REQUIRED TASKS:
1. Translate into Spanish this sentence from the article on the Unlocking Technology Act of 2015 below: "AT&T subsidized the initial cost of the phone to make it affordable to its users and then recouped that money over the two-year contract term."
2. Pick up the article on the Unlocking Technology Act of 2015 below after its final sentence and write the next part.

DOCUMENT EXTRACT:
· · · · ·

The Unlocking Technology Act of 2015: The Key to the Cell Phone Unlocking Saga?

Alexander E. Porter

©2016. Published in Landslide, Vol. 9, No. 2, November/December 2016, by the American Bar Association. Reproduced with permission. All rights reserved. This information or any portion thereof may not be copied or disseminated in any form or by any means or stored in an electronic database or retrieval system without the express written consent of the American Bar Association or the copyright holder.

In October 2014, the Pew Research Center reported that 64 percent of American adults own a smartphone.1 This figure is nearly double the percentage reported just two years earlier in 2012. Approximately 29 percent of American adults also stated that their cell phone is “something they can’t imagine living without.”2 Given this, it is evident that mobile phones are increasingly becoming an indispensable part of daily life. However, as cell phones become more significant in daily life, there is a correlating demand for the law to accommodate such a change. In this context, this article discusses the Unlocking Technology Act of 2015, which was introduced in March 2015 and seeks to address the legality of unlocking cell phones and switching networks.3 In what some scholars call the “cell phone unlocking saga,” this bill has potential to either bring years of controversy to an end, or to reignite the question of whether consumers can legally unlock their cellular phones without legal repercussions under copyright law.

The following discussion contextualizes the proposed legislation by tracing the development of the cell phone unlocking debate since its inception. This review will show that there is an impending issue with regard to unlocking mobile phones and that the Unlocking Technology Act of 2015 attempts to ameliorate it. However, after considering several broader policy issues, it is apparent that this is still an “imperfect fit” for a broader telecommunications, copyright, and public policy issues.4

Rulemaking on Cell Phone Unlocking

A smartphone is a mobile phone that includes features such as wireless Internet and Bluetooth capability.5 Although there are various smartphones on the market, the most common smartphone is Apple’s iPhone, and it is mainly the center of discussion when it comes to jailbreaking phones. Apple released its first iPhone in the United States in 2007 and offered it through the wireless services of AT&T.6 Any consumer who wanted an iPhone had to sign an exclusive two-year agreement with AT&T in addition to Apple’s software licensing agreements, which had various prohibitions on modifying or reverse engineering the iPhone’s software. AT&T subsidized the initial cost of the phone to make it affordable to its users and then recouped that money over the two-year contract term.

· · · · ·

EXCERPTED RECORDS:
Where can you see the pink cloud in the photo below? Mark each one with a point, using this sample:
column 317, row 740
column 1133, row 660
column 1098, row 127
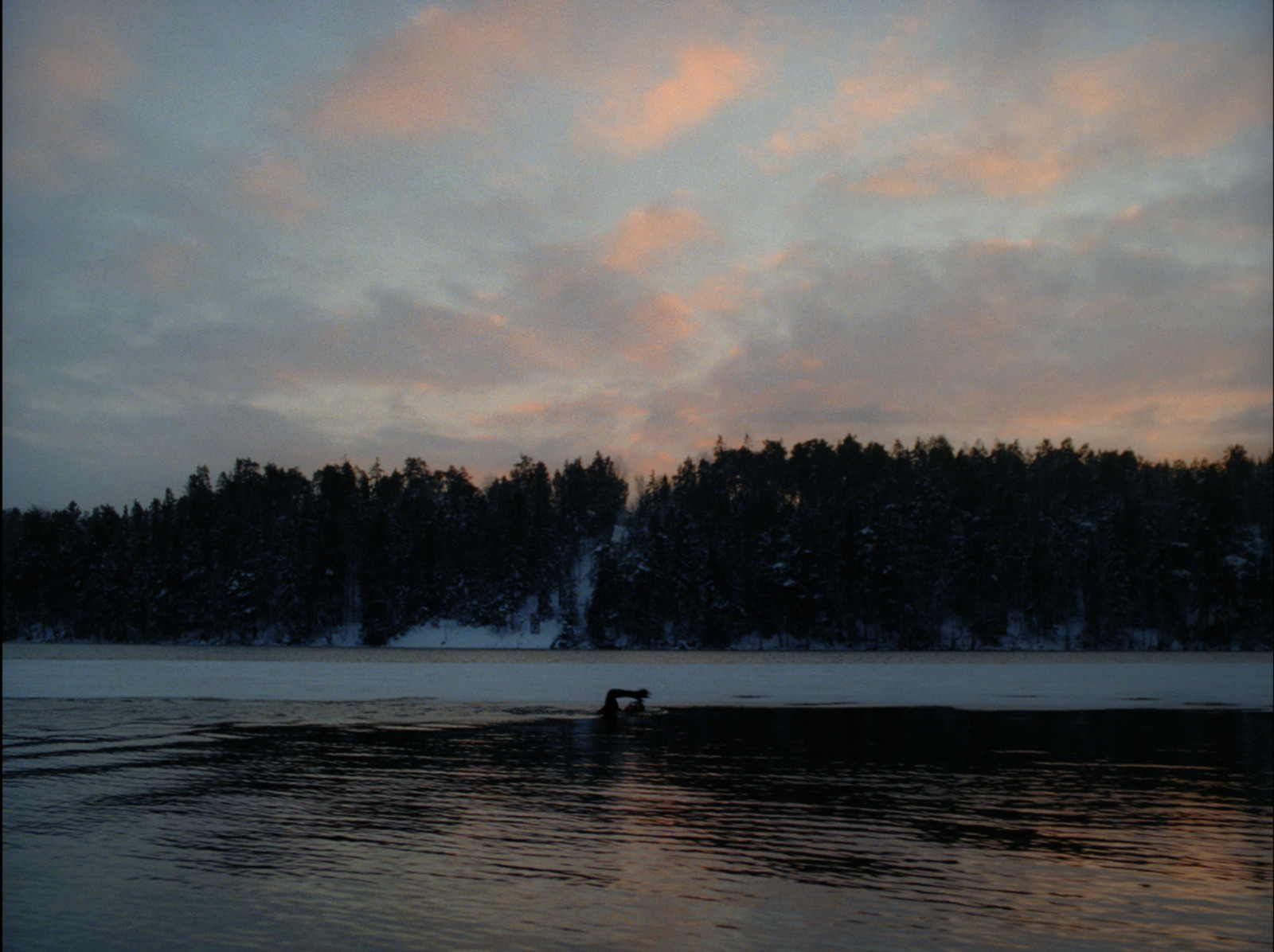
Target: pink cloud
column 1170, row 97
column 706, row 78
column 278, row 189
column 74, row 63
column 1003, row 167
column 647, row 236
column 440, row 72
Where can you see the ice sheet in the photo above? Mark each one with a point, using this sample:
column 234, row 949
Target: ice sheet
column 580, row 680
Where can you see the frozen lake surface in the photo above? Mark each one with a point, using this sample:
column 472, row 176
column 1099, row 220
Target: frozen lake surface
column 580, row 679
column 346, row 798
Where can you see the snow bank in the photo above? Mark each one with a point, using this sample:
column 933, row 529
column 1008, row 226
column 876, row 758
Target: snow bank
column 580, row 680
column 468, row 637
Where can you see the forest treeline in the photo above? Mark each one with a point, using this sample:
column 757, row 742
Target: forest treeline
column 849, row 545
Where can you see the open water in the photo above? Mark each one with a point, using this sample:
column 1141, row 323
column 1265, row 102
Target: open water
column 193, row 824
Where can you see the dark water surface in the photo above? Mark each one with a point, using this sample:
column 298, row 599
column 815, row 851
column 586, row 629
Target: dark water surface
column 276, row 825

· · · · ·

OUTPUTS:
1. AT&T subvencionaba el costo inicial del teléfono para que resultara asequible para sus usuarios y luego recuperaba ese dinero a lo largo de los dos años de vigencia del contrato.

2.
As expected, many consumers tried to circumvent the contractual and technological measures taken to restrict their use of the iPhone. One way to “jailbreak” or “unlock” the iPhone was to modify Apple’s software to access programs and services unauthorized by Apple. The other method was to use “hardware-bypass” products. For instance, AT&T uses the Global System for Mobile Communications (GSM) standard, which requires a subscriber identity module (SIM) card to access its network. By including a SIM card with the devices, AT&T is able to monitor the devices on its network. Several tech-savvy users identified ways to bypass the SIM card requirement without modifying Apple’s software.7 Apple and other smartphone providers assert that it is simply “a cat and mouse game” of trying to stay ahead of the “unlockers.”8 The realistic assessment is that the issue has progressed since 2007 and the emerging markets for hacked smartphones undercut profits for the smartphone providers.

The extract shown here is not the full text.